*Task goal*: Can you transcribe the listing word for word, starting at the line that contains "If you could segment every instance of the concrete" and ending at the final line of the listing, while leaving out the pictures?

*Raw data*:
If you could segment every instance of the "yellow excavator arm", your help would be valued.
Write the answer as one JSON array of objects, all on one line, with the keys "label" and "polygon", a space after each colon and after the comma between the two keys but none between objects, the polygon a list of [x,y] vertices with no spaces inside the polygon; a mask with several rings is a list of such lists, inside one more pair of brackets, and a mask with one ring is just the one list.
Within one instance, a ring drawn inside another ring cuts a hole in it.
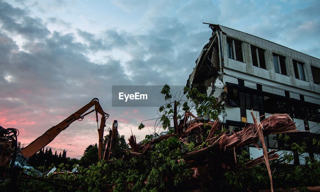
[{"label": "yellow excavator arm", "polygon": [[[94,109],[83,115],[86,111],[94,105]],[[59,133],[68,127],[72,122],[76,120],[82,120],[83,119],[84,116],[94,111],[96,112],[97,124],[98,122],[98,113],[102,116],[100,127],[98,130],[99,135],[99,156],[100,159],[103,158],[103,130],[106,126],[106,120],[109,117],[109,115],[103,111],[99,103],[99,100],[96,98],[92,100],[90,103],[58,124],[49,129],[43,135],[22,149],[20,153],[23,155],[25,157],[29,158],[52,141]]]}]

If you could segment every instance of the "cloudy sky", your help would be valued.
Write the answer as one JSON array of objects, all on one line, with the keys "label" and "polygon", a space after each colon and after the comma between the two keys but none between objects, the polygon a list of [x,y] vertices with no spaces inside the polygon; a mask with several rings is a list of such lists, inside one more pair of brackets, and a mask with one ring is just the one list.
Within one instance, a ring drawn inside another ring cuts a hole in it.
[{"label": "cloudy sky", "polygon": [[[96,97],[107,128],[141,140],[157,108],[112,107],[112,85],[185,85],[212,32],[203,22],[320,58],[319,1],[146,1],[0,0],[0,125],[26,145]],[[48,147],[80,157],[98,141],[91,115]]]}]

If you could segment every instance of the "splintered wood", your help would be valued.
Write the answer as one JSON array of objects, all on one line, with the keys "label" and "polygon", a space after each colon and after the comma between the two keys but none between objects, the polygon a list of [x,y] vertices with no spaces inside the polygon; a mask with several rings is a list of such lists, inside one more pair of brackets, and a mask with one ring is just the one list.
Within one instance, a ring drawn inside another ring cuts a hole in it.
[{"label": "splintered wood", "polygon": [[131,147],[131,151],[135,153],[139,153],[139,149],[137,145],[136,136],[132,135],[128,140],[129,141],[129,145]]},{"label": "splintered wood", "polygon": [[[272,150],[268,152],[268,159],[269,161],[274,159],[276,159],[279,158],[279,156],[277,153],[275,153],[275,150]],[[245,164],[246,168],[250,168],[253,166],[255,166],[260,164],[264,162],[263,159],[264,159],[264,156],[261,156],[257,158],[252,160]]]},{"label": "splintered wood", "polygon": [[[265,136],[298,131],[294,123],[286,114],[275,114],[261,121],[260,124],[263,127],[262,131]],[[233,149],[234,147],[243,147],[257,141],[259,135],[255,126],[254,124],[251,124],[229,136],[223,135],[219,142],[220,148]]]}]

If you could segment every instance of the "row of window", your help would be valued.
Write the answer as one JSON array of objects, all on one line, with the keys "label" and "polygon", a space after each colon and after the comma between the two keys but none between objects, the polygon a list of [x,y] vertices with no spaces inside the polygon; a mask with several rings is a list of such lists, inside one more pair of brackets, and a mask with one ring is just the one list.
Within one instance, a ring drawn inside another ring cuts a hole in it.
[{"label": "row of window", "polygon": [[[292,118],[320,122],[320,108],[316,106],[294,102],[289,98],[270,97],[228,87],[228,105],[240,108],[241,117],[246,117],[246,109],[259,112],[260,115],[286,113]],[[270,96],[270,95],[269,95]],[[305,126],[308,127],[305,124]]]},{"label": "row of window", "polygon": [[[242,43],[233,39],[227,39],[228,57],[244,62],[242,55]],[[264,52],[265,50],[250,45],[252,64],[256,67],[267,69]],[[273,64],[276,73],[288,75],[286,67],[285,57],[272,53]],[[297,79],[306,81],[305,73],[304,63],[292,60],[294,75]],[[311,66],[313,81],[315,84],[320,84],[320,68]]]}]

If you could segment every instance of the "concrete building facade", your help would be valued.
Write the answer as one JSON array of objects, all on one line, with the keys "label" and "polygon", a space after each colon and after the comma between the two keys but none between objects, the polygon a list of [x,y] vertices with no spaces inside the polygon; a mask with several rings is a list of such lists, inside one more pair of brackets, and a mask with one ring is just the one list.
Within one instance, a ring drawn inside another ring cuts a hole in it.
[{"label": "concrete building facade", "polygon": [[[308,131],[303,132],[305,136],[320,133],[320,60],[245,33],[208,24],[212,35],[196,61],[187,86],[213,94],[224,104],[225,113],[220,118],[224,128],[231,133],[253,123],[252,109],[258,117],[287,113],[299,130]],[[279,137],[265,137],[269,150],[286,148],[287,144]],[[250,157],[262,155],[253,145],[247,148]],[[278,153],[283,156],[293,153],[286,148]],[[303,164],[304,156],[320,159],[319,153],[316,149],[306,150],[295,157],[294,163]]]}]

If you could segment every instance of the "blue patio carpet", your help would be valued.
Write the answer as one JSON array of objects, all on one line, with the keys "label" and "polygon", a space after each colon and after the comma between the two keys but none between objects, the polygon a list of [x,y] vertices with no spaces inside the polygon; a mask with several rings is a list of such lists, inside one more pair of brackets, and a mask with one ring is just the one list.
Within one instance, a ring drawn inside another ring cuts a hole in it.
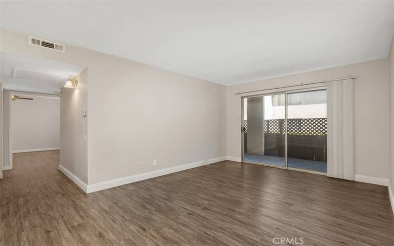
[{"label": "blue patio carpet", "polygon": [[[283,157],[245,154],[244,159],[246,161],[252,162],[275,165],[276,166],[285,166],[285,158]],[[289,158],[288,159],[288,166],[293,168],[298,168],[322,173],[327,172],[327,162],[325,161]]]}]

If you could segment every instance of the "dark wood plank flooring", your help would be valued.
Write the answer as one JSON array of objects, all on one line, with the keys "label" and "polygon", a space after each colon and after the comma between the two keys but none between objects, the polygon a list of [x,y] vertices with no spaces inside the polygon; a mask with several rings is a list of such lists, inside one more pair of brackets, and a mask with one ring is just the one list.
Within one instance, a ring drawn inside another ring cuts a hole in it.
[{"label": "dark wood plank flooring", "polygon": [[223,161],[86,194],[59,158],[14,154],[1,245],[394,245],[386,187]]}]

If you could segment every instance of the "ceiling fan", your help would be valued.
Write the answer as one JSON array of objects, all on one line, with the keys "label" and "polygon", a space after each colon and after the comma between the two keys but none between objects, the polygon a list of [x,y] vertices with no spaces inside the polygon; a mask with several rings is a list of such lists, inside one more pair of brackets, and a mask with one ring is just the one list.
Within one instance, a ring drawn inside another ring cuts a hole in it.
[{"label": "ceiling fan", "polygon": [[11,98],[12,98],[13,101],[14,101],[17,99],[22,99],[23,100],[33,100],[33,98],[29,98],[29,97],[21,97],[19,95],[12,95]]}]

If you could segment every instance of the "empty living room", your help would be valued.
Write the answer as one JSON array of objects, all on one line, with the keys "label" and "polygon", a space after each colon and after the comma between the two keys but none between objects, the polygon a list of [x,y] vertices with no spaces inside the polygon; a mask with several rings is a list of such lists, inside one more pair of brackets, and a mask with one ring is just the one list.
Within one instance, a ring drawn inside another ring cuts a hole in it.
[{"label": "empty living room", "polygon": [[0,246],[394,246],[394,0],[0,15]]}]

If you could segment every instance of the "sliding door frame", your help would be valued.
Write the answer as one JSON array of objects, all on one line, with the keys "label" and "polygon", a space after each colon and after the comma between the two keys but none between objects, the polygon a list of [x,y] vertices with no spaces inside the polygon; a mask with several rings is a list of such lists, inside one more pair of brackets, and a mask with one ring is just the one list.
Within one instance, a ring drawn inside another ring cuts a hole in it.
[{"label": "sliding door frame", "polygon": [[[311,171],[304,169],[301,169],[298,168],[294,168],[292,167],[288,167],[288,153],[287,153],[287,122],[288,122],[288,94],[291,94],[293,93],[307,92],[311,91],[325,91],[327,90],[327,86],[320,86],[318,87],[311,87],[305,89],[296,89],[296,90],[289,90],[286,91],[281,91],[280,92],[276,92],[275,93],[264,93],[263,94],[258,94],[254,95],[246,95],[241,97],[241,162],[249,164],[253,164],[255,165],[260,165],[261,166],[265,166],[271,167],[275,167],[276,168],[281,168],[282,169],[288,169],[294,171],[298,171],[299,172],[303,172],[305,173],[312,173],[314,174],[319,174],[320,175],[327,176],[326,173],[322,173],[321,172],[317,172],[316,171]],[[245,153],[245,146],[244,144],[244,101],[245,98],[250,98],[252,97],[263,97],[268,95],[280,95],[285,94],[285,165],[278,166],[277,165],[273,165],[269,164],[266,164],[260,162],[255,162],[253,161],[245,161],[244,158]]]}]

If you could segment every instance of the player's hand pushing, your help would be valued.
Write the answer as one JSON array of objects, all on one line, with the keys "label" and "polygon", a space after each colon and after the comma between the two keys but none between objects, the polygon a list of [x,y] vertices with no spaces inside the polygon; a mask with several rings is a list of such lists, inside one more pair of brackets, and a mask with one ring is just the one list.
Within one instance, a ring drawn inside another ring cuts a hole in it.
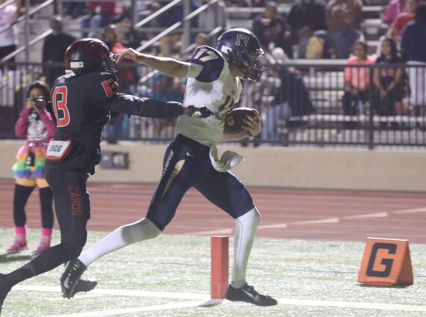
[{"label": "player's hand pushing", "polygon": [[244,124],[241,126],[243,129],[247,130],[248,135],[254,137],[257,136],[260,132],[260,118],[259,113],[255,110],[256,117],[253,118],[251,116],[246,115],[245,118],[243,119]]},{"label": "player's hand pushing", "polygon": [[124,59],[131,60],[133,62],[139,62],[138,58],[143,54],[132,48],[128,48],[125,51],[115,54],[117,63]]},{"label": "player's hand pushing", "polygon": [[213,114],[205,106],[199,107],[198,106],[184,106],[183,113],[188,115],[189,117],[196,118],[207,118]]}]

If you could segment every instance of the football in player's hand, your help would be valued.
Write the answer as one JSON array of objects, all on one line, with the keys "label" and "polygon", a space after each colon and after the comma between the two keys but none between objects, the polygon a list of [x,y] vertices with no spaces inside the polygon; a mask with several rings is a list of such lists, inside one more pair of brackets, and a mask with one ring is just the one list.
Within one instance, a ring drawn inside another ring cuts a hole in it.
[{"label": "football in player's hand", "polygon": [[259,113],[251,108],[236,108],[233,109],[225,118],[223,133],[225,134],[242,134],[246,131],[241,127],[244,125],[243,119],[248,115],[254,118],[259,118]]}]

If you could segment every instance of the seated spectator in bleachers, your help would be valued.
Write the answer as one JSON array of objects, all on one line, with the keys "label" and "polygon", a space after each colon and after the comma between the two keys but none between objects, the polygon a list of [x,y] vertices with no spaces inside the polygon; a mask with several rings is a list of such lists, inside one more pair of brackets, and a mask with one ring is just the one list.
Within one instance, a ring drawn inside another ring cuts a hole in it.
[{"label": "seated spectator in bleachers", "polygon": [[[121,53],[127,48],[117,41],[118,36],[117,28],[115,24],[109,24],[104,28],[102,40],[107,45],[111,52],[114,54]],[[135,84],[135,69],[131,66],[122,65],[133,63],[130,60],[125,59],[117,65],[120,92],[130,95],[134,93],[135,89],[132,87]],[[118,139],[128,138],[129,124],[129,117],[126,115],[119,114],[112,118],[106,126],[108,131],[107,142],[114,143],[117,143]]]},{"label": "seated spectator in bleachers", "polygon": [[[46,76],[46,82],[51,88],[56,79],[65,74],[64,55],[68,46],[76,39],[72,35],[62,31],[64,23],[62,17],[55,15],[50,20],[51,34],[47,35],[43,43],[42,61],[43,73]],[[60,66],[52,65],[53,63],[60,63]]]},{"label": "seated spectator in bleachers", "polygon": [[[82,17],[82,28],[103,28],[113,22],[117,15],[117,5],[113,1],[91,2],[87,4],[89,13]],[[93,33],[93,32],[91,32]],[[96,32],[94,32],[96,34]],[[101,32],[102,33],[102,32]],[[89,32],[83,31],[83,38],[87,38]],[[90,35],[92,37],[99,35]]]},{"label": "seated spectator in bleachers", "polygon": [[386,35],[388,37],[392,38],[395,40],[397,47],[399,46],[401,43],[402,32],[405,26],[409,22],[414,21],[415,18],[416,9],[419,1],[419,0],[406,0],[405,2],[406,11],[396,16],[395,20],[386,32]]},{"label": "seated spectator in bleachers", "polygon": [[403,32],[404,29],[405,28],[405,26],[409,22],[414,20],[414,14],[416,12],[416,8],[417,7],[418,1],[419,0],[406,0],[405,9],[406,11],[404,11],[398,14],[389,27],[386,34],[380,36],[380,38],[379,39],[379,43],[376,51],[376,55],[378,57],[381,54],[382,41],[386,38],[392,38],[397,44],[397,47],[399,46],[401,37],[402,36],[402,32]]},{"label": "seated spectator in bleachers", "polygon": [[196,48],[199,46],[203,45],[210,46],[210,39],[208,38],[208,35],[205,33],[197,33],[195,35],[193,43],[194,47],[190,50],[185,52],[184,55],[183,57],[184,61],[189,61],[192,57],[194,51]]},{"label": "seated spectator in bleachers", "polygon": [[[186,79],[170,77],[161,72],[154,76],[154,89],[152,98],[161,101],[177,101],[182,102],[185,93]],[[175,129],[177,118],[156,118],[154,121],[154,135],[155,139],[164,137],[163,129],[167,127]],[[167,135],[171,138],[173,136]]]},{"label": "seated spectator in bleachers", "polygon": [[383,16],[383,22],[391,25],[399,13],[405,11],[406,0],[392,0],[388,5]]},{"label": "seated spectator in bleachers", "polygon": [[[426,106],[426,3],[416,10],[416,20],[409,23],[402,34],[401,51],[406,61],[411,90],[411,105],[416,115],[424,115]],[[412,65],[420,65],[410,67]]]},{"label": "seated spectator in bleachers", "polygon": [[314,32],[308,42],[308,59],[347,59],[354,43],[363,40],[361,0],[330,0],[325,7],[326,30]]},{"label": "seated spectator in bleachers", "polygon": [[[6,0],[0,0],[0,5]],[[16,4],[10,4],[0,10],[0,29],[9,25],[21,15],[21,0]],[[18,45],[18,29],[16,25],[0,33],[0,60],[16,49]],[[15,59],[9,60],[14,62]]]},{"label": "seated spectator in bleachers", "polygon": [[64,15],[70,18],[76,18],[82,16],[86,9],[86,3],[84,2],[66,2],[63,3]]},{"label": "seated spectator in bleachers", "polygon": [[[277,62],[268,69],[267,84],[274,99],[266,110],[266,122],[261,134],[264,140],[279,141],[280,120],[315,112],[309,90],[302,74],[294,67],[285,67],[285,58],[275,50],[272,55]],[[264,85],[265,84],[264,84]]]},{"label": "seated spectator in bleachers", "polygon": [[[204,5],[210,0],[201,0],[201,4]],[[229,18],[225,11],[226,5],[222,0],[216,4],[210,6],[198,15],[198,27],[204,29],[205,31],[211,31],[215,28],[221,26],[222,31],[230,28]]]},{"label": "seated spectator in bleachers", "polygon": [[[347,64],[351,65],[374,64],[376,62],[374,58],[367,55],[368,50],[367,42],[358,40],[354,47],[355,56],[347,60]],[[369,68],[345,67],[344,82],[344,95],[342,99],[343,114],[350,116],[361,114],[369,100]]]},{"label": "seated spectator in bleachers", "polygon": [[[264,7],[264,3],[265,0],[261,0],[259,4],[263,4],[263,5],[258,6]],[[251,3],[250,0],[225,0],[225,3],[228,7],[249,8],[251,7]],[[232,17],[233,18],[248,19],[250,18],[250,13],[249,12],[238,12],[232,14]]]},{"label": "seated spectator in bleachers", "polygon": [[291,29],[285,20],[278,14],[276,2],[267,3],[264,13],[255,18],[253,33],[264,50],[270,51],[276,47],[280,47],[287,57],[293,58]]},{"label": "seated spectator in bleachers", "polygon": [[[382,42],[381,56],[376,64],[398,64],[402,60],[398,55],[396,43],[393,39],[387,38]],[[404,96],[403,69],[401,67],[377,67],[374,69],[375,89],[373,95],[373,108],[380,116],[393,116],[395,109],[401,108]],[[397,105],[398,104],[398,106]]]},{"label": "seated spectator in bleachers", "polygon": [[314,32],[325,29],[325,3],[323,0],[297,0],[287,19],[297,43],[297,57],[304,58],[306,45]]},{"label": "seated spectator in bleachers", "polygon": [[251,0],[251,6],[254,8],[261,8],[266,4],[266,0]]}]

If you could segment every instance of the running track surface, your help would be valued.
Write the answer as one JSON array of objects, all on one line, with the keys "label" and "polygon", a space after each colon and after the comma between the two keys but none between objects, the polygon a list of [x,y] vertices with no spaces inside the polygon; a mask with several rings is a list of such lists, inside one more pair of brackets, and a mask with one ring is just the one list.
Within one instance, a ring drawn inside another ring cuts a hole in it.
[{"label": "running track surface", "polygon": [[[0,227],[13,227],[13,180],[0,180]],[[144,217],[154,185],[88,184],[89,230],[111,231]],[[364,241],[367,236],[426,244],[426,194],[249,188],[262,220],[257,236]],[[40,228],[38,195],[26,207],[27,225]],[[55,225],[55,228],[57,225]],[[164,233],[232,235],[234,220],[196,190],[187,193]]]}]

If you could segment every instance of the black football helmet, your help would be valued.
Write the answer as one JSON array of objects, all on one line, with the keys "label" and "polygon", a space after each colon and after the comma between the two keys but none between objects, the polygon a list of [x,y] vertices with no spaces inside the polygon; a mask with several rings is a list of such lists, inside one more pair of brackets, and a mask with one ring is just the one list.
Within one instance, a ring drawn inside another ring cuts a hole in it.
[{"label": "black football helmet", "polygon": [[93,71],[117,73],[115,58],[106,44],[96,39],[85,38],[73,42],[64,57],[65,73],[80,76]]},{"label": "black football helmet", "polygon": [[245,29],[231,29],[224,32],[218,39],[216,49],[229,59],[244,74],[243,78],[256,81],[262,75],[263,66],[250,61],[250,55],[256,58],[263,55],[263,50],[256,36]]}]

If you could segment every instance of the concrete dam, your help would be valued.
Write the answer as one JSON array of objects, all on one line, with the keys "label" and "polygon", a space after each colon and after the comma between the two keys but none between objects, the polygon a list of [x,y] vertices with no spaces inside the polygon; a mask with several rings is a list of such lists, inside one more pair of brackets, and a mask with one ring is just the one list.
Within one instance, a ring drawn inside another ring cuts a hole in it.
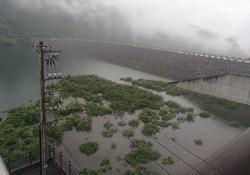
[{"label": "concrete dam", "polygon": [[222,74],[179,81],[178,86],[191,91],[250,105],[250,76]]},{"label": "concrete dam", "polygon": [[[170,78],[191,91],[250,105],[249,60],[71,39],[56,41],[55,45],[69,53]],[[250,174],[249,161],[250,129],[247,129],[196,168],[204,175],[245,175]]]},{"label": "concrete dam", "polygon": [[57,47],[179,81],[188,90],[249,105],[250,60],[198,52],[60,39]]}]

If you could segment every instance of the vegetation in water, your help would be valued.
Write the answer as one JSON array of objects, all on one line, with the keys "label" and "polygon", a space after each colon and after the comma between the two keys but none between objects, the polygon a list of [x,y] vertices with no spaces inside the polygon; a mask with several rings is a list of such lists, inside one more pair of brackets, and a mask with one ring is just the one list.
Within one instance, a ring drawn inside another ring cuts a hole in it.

*Completed exercise*:
If you could segment every instance of the concrete dam, your help would be valued.
Write the answer as one JSON array of objects, all on one line, with the keys "label" and "polygon", a space after each colon and after the comma between the two keys but none between objects, the polygon a list of [x,y] vertices with no spaces inside the polygon; a mask with several rings is a list of such lists, inside one more pair of brackets, and a mask with one ring is just the one list.
Within one instance, a ring drawn inside another ring cuts a hole in it.
[{"label": "concrete dam", "polygon": [[222,74],[179,81],[178,86],[191,91],[250,105],[250,76]]},{"label": "concrete dam", "polygon": [[[170,78],[191,91],[250,105],[249,60],[71,39],[56,41],[55,45],[69,53]],[[250,174],[249,161],[250,129],[247,129],[196,168],[204,175],[245,175]]]},{"label": "concrete dam", "polygon": [[57,47],[179,81],[188,90],[249,105],[250,60],[198,52],[60,39]]}]

If you could segment every instance of the vegetation in water, your help would be valued.
Write the answer as one JSON array of objects, all on one line, with the keys "label" and "polygon", a space after each colon and after the comma between the two keys but none between objects, the polygon a list of [x,y] vertices with no spaces inside the polygon; a mask with several rings is a list of such lists, inside one more pair of brackets, and a mask with one ring is just the one list.
Within one instance, a ring drawn inside another ring cuts a hole in it.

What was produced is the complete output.